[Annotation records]
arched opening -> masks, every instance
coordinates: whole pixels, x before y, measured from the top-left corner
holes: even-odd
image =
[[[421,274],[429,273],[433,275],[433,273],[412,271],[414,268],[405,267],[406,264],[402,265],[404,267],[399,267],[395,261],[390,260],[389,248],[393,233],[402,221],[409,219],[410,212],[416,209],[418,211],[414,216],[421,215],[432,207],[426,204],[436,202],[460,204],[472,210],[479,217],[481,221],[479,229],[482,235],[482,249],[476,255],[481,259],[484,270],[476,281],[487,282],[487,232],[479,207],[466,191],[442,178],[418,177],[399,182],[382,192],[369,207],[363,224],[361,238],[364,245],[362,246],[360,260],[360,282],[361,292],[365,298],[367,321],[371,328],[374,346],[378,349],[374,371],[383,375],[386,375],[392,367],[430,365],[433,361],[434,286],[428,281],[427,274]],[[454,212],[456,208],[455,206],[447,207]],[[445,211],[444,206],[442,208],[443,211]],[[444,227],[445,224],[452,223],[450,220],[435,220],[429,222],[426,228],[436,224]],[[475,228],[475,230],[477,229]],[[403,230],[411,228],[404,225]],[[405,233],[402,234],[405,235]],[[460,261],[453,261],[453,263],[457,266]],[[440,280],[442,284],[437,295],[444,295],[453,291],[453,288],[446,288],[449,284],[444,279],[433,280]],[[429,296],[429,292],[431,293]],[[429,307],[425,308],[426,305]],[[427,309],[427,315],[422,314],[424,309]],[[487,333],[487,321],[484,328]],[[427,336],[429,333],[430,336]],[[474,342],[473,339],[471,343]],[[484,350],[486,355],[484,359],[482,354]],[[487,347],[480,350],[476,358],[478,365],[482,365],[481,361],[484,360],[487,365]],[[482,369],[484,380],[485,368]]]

Description of the task
In the records above, how many lines contain the string "from"? Reply with only the number.

Solution for this exercise
1